## WHAT THIS EXERCISE ASKS
1 - From the passage on the Glasgow theatre's history, list the theatres it names as built in the 1862–1914 period and still operating in Glasgow.
2 - Write a continuation of the passage on the Glasgow theatre's history that picks up after its final sentence.

(PAGE EXTRACT begins)

The theatre was built in 1878 (as The Royal Princess's) and designed by Campbell Douglas, a friend and contemporary of Alexander Thomson (Alexander "Greek" Thomson). It was one of 18 theatres built in Glasgow between 1862 and the outbreak of World War I in 1914 (during the same period seven were built in Edinburgh). There were four theatres built in this area: The Palace (demolished), The Princess's Royal (the Citizens'), the Coliseum (demolished), and the New Bedford Theatre adapted as the Carling Academy Glasgow. The remaining theatres built in this period still operating in Glasgow are the Pavilion Theatre, Glasgow, the King's Theatre, Glasgow, the Theatre Royal, Glasgow and the Citizens' Theatre.
When it opened, the theatre seated 1,200, and presented melodrama, variety and pantomimes. By the 1880s the Royal Princess and its neighbour the Palace Theatre were surrounded by the acknowledged worst slum in Europe, called the Gorbals. In the 1930s the Palace was converted to a cinema. The advent of television further drew off audiences in the 1950s and 1960s. By the time the slums of the Gorbals had been cleared, the Palace had become a bingo hall. Together with the Royal Princess's Theatre and the swimming baths and tenement opposite, these were the only buildings remaining from the Victorian age.

(PAGE EXTRACT ends)
(DATA begins)

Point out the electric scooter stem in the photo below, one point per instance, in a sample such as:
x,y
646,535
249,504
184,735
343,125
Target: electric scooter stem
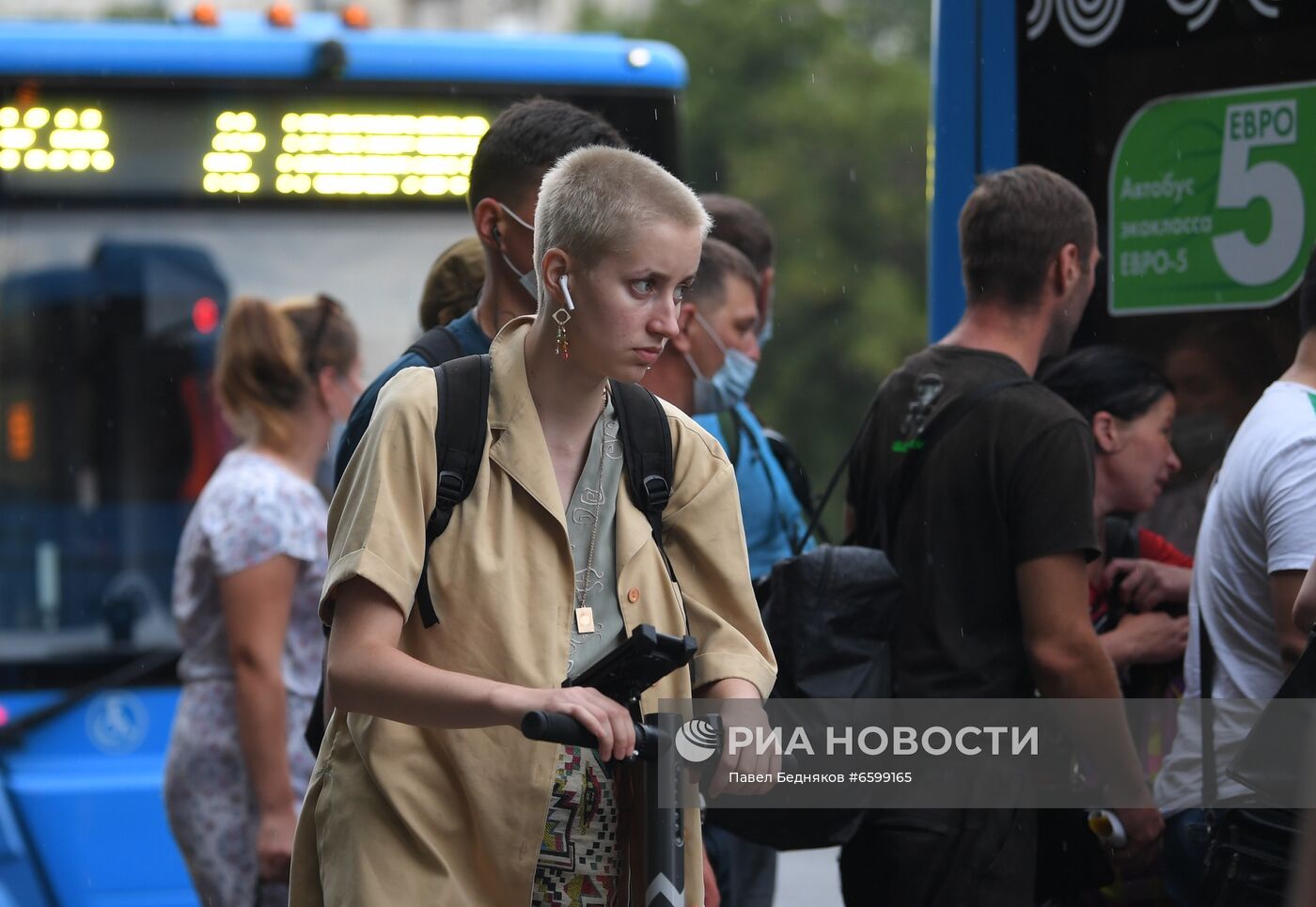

(DATA ends)

## RESULTS IN ORDER
1 -
- Pavilion Theatre, Glasgow
- King's Theatre, Glasgow
- Theatre Royal, Glasgow
- Citizens' Theatre

2 -
The Citizens Theatre Company was formed in 1943 by a group of theatre-minded men led by Tom Honeyman and James Bridie, the latter Scotland's then best-known playwright. The name of the new company was taken from the manifesto drawn up in 1909 by Alfred Wareing of the newly formed Scottish Playgoers Co Ltd for their repertory company, which was to provide live theatre for the citizens of Glasgow, staging new Scottish and international drama, opening at the Royalty Theatre.
The 1909 manifesto of the Glasgow Repertory Theatre expressed these tenets: "The Repertory Theatre is Glasgow's own theatre. It is a citizens' theatre in the fullest sense of the term. Established to make Glasgow independent from London for its dramatic supplies, it produces plays which the Glasgow playgoers would otherwise not have the opportunity of seeing."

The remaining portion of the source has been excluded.